Begin Entries
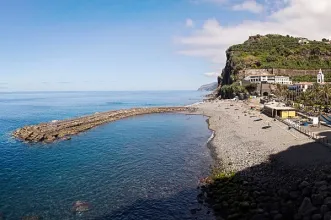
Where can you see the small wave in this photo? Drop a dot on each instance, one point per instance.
(211, 137)
(117, 103)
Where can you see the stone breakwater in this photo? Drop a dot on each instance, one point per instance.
(63, 130)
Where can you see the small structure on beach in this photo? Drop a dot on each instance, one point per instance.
(279, 110)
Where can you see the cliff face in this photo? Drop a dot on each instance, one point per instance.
(279, 55)
(209, 87)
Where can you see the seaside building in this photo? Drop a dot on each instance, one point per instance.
(272, 79)
(301, 87)
(279, 110)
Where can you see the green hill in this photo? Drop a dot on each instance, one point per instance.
(276, 51)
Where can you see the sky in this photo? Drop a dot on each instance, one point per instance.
(111, 45)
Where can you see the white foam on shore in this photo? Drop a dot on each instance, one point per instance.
(211, 137)
(194, 104)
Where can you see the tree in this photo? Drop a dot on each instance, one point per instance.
(251, 87)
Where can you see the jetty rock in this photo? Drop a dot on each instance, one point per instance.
(64, 129)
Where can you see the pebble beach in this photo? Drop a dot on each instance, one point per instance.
(269, 171)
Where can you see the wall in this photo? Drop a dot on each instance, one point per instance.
(279, 72)
(287, 114)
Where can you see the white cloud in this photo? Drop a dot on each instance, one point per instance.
(189, 23)
(250, 5)
(209, 1)
(211, 74)
(294, 17)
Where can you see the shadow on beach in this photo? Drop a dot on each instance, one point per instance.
(293, 184)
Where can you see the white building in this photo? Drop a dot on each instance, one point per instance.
(320, 77)
(301, 87)
(269, 79)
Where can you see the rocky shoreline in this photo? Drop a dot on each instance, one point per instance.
(266, 171)
(65, 129)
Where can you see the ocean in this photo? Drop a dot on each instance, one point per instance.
(144, 167)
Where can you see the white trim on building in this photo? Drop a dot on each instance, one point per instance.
(269, 79)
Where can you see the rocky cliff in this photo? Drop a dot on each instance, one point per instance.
(208, 87)
(279, 55)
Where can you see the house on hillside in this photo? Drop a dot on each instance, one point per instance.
(303, 41)
(271, 79)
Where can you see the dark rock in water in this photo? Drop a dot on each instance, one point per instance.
(80, 206)
(303, 185)
(324, 209)
(317, 199)
(278, 217)
(327, 216)
(306, 207)
(316, 217)
(327, 201)
(294, 194)
(306, 191)
(63, 130)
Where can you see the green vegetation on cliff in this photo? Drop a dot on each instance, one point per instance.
(284, 52)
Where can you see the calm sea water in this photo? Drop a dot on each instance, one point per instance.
(145, 167)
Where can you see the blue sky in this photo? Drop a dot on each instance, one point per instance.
(117, 44)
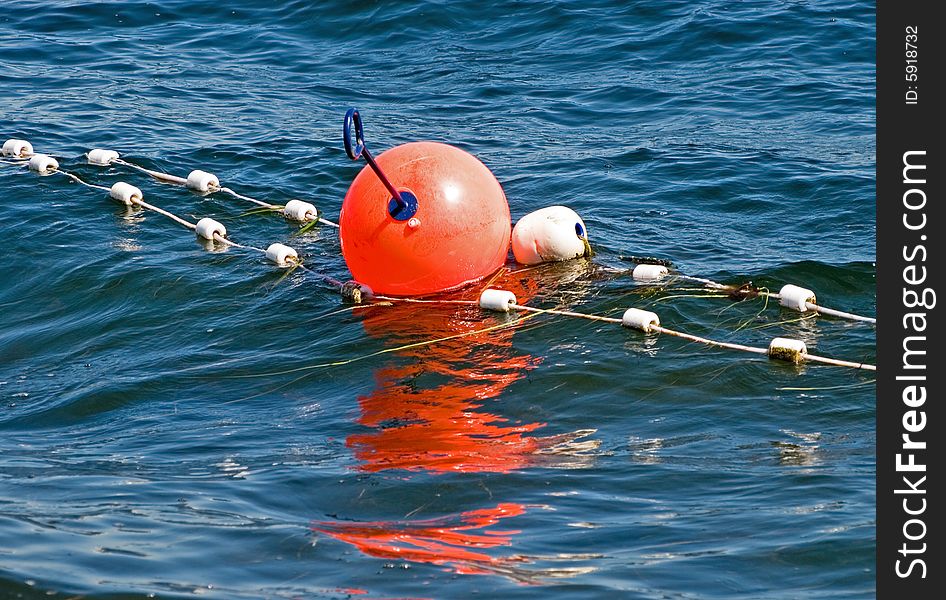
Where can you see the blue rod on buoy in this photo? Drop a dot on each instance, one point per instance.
(399, 207)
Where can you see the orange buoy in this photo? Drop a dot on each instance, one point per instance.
(451, 228)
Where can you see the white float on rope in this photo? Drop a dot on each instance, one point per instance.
(645, 272)
(796, 298)
(14, 148)
(202, 181)
(100, 157)
(298, 210)
(550, 234)
(43, 163)
(498, 300)
(207, 228)
(125, 192)
(282, 255)
(636, 318)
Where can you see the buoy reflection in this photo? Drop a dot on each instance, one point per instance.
(459, 543)
(427, 414)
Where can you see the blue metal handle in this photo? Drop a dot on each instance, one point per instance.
(353, 118)
(403, 205)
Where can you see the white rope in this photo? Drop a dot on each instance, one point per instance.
(168, 178)
(77, 179)
(809, 305)
(695, 338)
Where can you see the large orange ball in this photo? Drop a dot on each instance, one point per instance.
(459, 234)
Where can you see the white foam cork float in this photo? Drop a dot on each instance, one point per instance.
(551, 234)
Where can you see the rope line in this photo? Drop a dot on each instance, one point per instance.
(166, 177)
(750, 292)
(182, 181)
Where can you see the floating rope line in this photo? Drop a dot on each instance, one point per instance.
(208, 183)
(786, 349)
(790, 296)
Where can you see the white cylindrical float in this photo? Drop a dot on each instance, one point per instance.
(649, 272)
(787, 349)
(202, 181)
(17, 149)
(100, 157)
(796, 298)
(297, 210)
(282, 255)
(550, 234)
(498, 300)
(636, 318)
(207, 228)
(41, 163)
(125, 192)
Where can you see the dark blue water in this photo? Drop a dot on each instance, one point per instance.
(166, 429)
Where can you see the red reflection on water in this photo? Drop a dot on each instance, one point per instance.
(441, 541)
(427, 414)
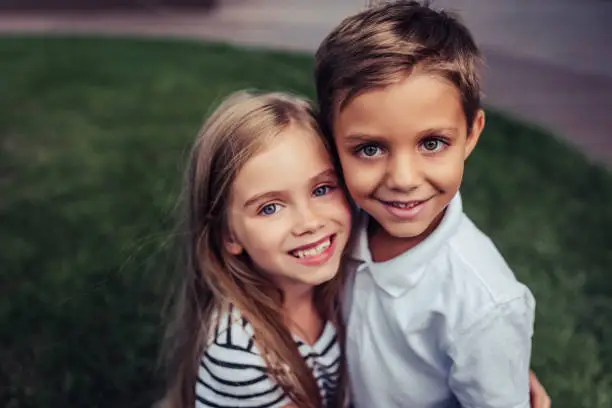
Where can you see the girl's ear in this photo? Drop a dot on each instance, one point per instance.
(231, 244)
(233, 247)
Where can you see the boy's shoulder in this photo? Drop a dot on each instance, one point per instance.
(475, 271)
End Entries
Task description
Quote the entries in full. Any image among them is to be omitted from the copy.

Final answer
Where can you see the small wave in this photo? Drop a dot on each instance, one point per instance.
(211, 137)
(117, 103)
Where can you see the stone breakwater in this photo? Drop a dot on each instance, one point per instance.
(63, 130)
Where can you see the small structure on beach in this photo? Drop a dot on each instance, one point per instance.
(279, 110)
Where can you see the cliff face in this photo? Drop a dot on each instance, one point per instance.
(279, 55)
(209, 87)
Where can you see the seaside building in this photo? Drop a dot on each instance, one point per instance.
(272, 79)
(301, 87)
(279, 110)
Where can you see the green hill in this photo? Drop a dot on each instance, one point per instance.
(276, 51)
Where can you see the sky in this photo? Drop a dot on each instance, one point per instance.
(111, 45)
Where can you see the white foam on shore in this photo? Drop a dot on each instance, one point per instance.
(211, 137)
(194, 104)
Where can you see the tree in this photo? Drop a dot on each instance, one point per instance.
(251, 87)
Where can you see the jetty rock in this photo? Drop a dot on each instance, one point per instance.
(64, 129)
Where can you see the pebble beach in this photo? Drop a dot on each instance, one point per instance.
(269, 171)
Where can you see the wall in this photo? Drop a dot on each instance, one point per instance.
(279, 72)
(287, 114)
Where can you see the white cloud in this photo? Drop a dot on each instance, one point per instance.
(189, 23)
(250, 5)
(209, 1)
(211, 74)
(294, 17)
Where can you see the shadow on beach in this photo? Drop a dot on each instance, one point per instance.
(293, 184)
Where can you see the white building in this photo? Drop a dot on each instance, one point per instance.
(320, 77)
(301, 87)
(269, 79)
Where can you see the rocky shoreline in this photo? Drop a dot on each instance, one point per instance.
(266, 171)
(65, 129)
Where can you see the ocean in this photo? Drop a dot on each instance, one point per instance.
(144, 167)
Where can you see the white trim on building in this photo? Drop a dot on each instance, one point per instance.
(269, 79)
Where can you see the rocky cliff in this photo? Drop a dot on each instance, one point per instance.
(208, 87)
(279, 55)
Where can you see the house on hillside in this photo? Drop a dot on each instance, one point per instance.
(303, 41)
(271, 79)
Where can you see the dark rock in water in this photo? Drop a dot on each instance, one point per instance.
(80, 206)
(303, 185)
(324, 209)
(317, 199)
(278, 217)
(327, 216)
(306, 207)
(316, 217)
(327, 201)
(294, 194)
(306, 191)
(63, 130)
Where can you see the green vegetation on cliff in this photo? Drop a dot on each instance, one point per instance.
(284, 52)
Where can you see the calm sea water in this photo? Drop a dot on each instance, one point per instance.
(145, 167)
Where can you see the blue sky in this photo? Drop a dot on each instance, one point per instance.
(117, 44)
Where can you see the blue rod on buoy in this photo? Drop a dot on each instance, one point per instance.
(399, 207)
Where can you see the orange buoy in this photo? Drop a dot on each instance, one point per instance.
(451, 228)
Where can you see the white float on rope in this photo? Drop a dot on each instance, one point per instance.
(645, 272)
(796, 298)
(14, 148)
(202, 181)
(100, 157)
(298, 210)
(550, 234)
(43, 163)
(498, 300)
(207, 228)
(125, 192)
(282, 255)
(636, 318)
Where can you see the buoy reflection in this photo? Drop a dot on each instance, one point per instance.
(459, 543)
(427, 414)
Where can you see the blue metal handle in this photo? Drop a dot on each instance, one point per instance.
(353, 118)
(403, 205)
Where can you see the white rope in this photo? Drop a dot on each instance, one point per instance.
(168, 178)
(77, 179)
(809, 305)
(695, 338)
Where can you see the large orange ball in this photo? Drop a dot on each instance, one point per instance.
(459, 234)
Where can you see the white foam cork float in this photo? Drop a dot on each instance, one point per instance.
(551, 234)
Where can you see the rope line in this photo? Drop a dot on each instance, one point per instance.
(166, 177)
(750, 292)
(182, 181)
Where can you see the floating rope line in this photo? Drop a dot on each instance, one point per instance.
(208, 183)
(786, 349)
(790, 296)
Where can you see the white cylindrical float in this photo? Drop a dot on each instance, one point per instance.
(649, 272)
(787, 349)
(202, 181)
(17, 149)
(100, 157)
(796, 298)
(297, 210)
(282, 255)
(550, 234)
(498, 300)
(636, 318)
(207, 228)
(41, 163)
(125, 192)
Where can you see the dark blue water in this photo? Drop a dot on each instance, one point per instance.
(166, 429)
Where can you see the red reflection on water in this photo? Drop a dot on each instance, one point per instance.
(441, 541)
(427, 414)
Where can you see the girl's ear in this photo? Drop a dot on each instance, one point per instance.
(231, 244)
(233, 247)
Where can you see the boy's shoulder in this photo? Drop a dot on each instance, one point per instance.
(475, 271)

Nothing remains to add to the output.